▶ **Work instructions**: In your reply, write out the records exactly, each line intact.

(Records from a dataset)
□ □ □ □ □

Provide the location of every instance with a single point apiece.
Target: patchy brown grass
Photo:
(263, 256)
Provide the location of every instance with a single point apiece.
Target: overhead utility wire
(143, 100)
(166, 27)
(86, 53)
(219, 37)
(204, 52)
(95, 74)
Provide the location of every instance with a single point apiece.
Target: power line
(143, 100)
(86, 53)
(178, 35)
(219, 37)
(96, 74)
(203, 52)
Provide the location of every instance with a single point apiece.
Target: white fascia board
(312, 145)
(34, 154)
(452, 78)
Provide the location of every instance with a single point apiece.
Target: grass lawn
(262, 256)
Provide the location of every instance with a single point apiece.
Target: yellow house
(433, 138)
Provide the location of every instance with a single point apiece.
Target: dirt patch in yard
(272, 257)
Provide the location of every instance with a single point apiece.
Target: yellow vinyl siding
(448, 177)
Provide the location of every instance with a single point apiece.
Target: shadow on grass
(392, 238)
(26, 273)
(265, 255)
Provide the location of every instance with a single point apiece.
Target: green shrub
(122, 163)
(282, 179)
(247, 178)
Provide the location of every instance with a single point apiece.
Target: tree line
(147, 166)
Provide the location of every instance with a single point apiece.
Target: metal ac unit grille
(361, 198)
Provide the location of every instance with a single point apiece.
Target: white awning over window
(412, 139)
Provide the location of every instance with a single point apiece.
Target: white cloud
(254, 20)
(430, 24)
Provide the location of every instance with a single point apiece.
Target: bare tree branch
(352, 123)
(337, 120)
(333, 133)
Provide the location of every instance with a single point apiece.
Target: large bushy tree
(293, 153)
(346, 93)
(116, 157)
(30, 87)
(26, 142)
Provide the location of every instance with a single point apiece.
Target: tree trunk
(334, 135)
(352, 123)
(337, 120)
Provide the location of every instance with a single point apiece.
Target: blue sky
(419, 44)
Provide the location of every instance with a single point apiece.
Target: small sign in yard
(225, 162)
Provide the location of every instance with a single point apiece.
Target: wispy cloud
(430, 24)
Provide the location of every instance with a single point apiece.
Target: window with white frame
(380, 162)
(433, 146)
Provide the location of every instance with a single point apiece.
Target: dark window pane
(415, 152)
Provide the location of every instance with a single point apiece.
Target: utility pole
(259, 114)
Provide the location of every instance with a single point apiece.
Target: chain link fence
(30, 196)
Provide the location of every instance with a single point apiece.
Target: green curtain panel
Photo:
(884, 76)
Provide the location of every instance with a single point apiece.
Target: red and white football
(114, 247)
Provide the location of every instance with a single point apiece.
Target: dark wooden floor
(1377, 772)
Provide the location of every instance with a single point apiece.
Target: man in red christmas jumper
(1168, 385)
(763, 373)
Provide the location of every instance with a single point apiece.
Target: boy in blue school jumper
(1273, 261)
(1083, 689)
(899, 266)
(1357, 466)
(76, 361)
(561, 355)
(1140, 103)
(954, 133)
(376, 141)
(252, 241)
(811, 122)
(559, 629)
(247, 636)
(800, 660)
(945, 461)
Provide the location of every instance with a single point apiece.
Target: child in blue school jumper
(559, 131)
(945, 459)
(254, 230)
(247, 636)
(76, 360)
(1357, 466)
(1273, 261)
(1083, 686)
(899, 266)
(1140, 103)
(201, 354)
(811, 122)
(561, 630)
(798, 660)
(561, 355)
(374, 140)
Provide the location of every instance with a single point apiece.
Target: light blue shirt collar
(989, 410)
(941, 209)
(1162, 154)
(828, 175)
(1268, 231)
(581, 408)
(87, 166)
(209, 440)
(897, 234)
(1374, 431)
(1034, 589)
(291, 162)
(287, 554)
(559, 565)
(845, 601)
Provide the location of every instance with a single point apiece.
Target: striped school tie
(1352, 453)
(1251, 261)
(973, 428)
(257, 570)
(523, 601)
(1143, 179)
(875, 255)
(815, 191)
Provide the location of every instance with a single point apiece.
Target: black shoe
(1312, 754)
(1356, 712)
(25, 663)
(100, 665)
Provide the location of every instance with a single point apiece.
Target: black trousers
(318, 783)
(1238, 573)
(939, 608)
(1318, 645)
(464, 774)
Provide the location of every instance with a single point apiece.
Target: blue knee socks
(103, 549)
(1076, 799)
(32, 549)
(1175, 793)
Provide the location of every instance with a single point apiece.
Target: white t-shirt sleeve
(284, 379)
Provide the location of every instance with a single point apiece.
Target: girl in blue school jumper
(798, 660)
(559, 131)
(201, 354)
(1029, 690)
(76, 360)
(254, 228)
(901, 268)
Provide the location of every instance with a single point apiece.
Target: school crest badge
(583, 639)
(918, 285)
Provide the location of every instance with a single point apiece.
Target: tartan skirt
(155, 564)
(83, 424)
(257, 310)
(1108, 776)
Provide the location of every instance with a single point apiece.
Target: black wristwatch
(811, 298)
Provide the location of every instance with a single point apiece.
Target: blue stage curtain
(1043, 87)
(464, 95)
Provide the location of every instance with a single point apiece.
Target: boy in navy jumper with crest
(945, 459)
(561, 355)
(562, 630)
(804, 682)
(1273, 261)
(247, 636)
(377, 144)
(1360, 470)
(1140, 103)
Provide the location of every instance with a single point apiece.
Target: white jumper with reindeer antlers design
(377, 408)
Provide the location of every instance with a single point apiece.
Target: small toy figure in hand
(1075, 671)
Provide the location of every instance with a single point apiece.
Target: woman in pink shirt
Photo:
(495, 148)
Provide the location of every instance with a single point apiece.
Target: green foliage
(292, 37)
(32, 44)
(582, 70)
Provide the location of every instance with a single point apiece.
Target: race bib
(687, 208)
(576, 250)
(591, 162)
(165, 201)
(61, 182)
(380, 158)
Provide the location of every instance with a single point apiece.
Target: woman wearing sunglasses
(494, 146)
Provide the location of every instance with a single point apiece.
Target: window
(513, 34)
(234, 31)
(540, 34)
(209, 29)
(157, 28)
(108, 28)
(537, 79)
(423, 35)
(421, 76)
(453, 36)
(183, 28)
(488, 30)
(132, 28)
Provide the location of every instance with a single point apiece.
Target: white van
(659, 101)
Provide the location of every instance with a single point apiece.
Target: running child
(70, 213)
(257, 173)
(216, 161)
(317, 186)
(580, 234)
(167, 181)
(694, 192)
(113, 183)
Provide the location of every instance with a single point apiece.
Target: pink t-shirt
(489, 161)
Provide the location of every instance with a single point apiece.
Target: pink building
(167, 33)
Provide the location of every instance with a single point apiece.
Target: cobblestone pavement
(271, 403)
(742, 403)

□ □ □ □ □

▶ **Response to this exercise**:
Provide the location of every instance with a single point apiece.
Target: patchy brown grass
Photo:
(263, 256)
Provide the location of every instance with a single point apiece.
Target: overhead utility wire
(143, 100)
(166, 27)
(86, 53)
(219, 37)
(204, 52)
(95, 74)
Provide the location of every instance with a single point apiece.
Target: power line
(143, 100)
(86, 53)
(178, 35)
(219, 37)
(96, 74)
(203, 52)
Provide the location of every instance with a single point apiece.
Target: white fascia board
(312, 145)
(34, 154)
(452, 78)
Provide the location of every instance with a single point apiece.
Target: grass lawn
(262, 256)
Provide the location of every instance with a single point apiece.
Target: yellow house
(433, 138)
Provide the location of every instance with a single point apiece.
Target: dirt patch in yard
(272, 257)
Provide the location of every instance with a single point apiece.
Target: yellow vinyl siding
(448, 177)
Provide the location of every instance with a single point apiece.
Target: shadow on grass
(392, 238)
(26, 273)
(265, 255)
Provide the location of every instance with a single point apiece.
Target: green shrub
(122, 163)
(282, 179)
(247, 178)
Provide the location of every instance with a single point apiece.
Target: tree line
(147, 166)
Provide the location of every instance with a single point apiece.
Target: metal ac unit grille
(361, 198)
Provide the location of every instance with a single point apiece.
Target: white awning over window
(412, 139)
Provide the location of every instance with a single point apiece.
Target: white cloud
(254, 20)
(430, 24)
Provide the location of every instance with a single point apiece.
Target: bare tree branch
(352, 123)
(337, 120)
(333, 133)
Provide the location of every instance with a single point apiece.
Target: large bushy tree
(293, 153)
(346, 93)
(116, 157)
(30, 87)
(26, 142)
Provide the location of every instance with a single point apiece.
Target: tree trunk
(334, 135)
(352, 123)
(337, 120)
Provide the location of every instance with a single point apiece.
Target: blue sky
(419, 44)
Provide the location of every instance with a single point apiece.
Target: small sign in yard
(225, 162)
Provide the location of every instance with a single point apiece.
Target: wispy cloud
(430, 24)
Provide the location of every instance with a single point apiece.
Target: window with white frame
(380, 162)
(433, 146)
Provide the location of every instance with a single point apiece.
Target: dark window pane
(415, 152)
Provide the location of every instance with a single point apiece.
Target: utility pole
(259, 114)
Provide the location of every instance with a single point apiece.
Target: chain link fence
(30, 196)
Provide the location of every instance with a single point apiece.
Target: green curtain panel
Photo:
(884, 76)
Provide the location of every instance with a single point apiece.
Target: red and white football
(114, 247)
Provide the location of every instance with a single point apiece.
Target: dark wooden floor
(1377, 772)
Provide the location of every instance with a single point apiece.
Target: man in red christmas jumper
(1168, 385)
(763, 373)
Provide the location of every instance with a single point apiece.
Target: boy in blue school jumper
(1273, 261)
(1083, 689)
(899, 266)
(1357, 466)
(76, 361)
(561, 355)
(1140, 103)
(954, 133)
(376, 141)
(252, 241)
(811, 122)
(559, 629)
(247, 636)
(800, 660)
(945, 461)
Provide the location of every instance with a single point apiece.
Target: child in blue school jumper
(559, 131)
(945, 459)
(254, 230)
(247, 636)
(76, 360)
(1357, 466)
(1273, 261)
(1083, 686)
(899, 266)
(1140, 103)
(201, 354)
(811, 122)
(561, 630)
(798, 660)
(561, 355)
(374, 140)
Provide the location of every instance with a single point apiece.
Target: light blue shirt collar
(989, 410)
(941, 209)
(1162, 154)
(828, 175)
(1268, 231)
(581, 408)
(87, 166)
(209, 440)
(897, 234)
(1374, 431)
(1034, 589)
(291, 162)
(287, 554)
(559, 565)
(845, 601)
Provide the location of every instance with a single point apiece.
Target: striped school tie
(1352, 453)
(1251, 261)
(973, 428)
(257, 570)
(523, 601)
(1143, 179)
(875, 255)
(815, 191)
Provide the location of every instance with a single point apiece.
Target: black shoe
(1312, 754)
(1356, 712)
(25, 663)
(100, 665)
Provide the location of every instance with a single point apiece.
Target: black trousers
(318, 783)
(1238, 573)
(939, 608)
(1318, 645)
(464, 774)
Provide the location of every instance with a single point apiece.
Target: blue knee socks
(103, 549)
(1076, 799)
(32, 549)
(1175, 793)
Provide the location of every instance with a single point apiece.
Target: white t-shirt sleeve
(284, 379)
Provide the location of every instance with a single point apiece.
Target: girl in blue school jumper
(798, 660)
(559, 131)
(201, 354)
(1029, 690)
(76, 360)
(254, 228)
(901, 268)
Provide the location of every instance with a single point apiece.
Target: school crest badge
(583, 639)
(918, 285)
Provide the location of every instance with a single point apiece.
Target: tartan skirt
(155, 564)
(83, 424)
(257, 310)
(1108, 776)
Provide the location of every instance with a single point apiece.
Target: black wristwatch
(811, 298)
Provide the location of every instance with a single point apiece.
Target: blue stage curtain
(1043, 87)
(464, 95)
Provide the location of every instance with a single point apiece.
Target: boy in navy jumper with crest
(945, 459)
(561, 355)
(562, 630)
(804, 682)
(1273, 261)
(247, 636)
(377, 144)
(1360, 470)
(1140, 103)
Provide the location of every instance with a single point apiece.
Target: white jumper with reindeer antlers design
(377, 408)
Provide the location of every instance with a single point apiece.
Target: small toy figure in hand
(1075, 671)
Provide the location of every instance with a single point apiece.
Target: woman in pink shirt
Photo:
(495, 148)
Provide the location of every instance with a single point apiece.
Target: green foliage
(292, 37)
(32, 44)
(582, 70)
Provide the location of every instance with a single point apiece.
Target: race bib
(687, 208)
(576, 250)
(591, 162)
(165, 201)
(61, 182)
(380, 158)
Provide the location of every instance with a single point apiece.
Target: woman wearing sunglasses
(494, 146)
Provide the location of every instance with a single point apiece.
Target: window
(513, 34)
(234, 31)
(540, 34)
(209, 29)
(157, 28)
(108, 28)
(537, 79)
(423, 35)
(421, 76)
(453, 36)
(183, 28)
(488, 30)
(132, 28)
Provide the location of every instance with a single point apiece.
Target: white van
(659, 101)
Provide the location of every instance with a single point apiece.
Target: running child
(70, 213)
(257, 173)
(216, 161)
(317, 186)
(580, 234)
(167, 181)
(694, 192)
(113, 183)
Provide the location of every instance with a single point apiece.
Target: pink t-shirt
(489, 161)
Provide the location of every instance with a single point apiece.
Target: pink building
(167, 33)
Provide the location of every instance with a single point apiece.
Target: cobblestone pavement
(271, 403)
(742, 403)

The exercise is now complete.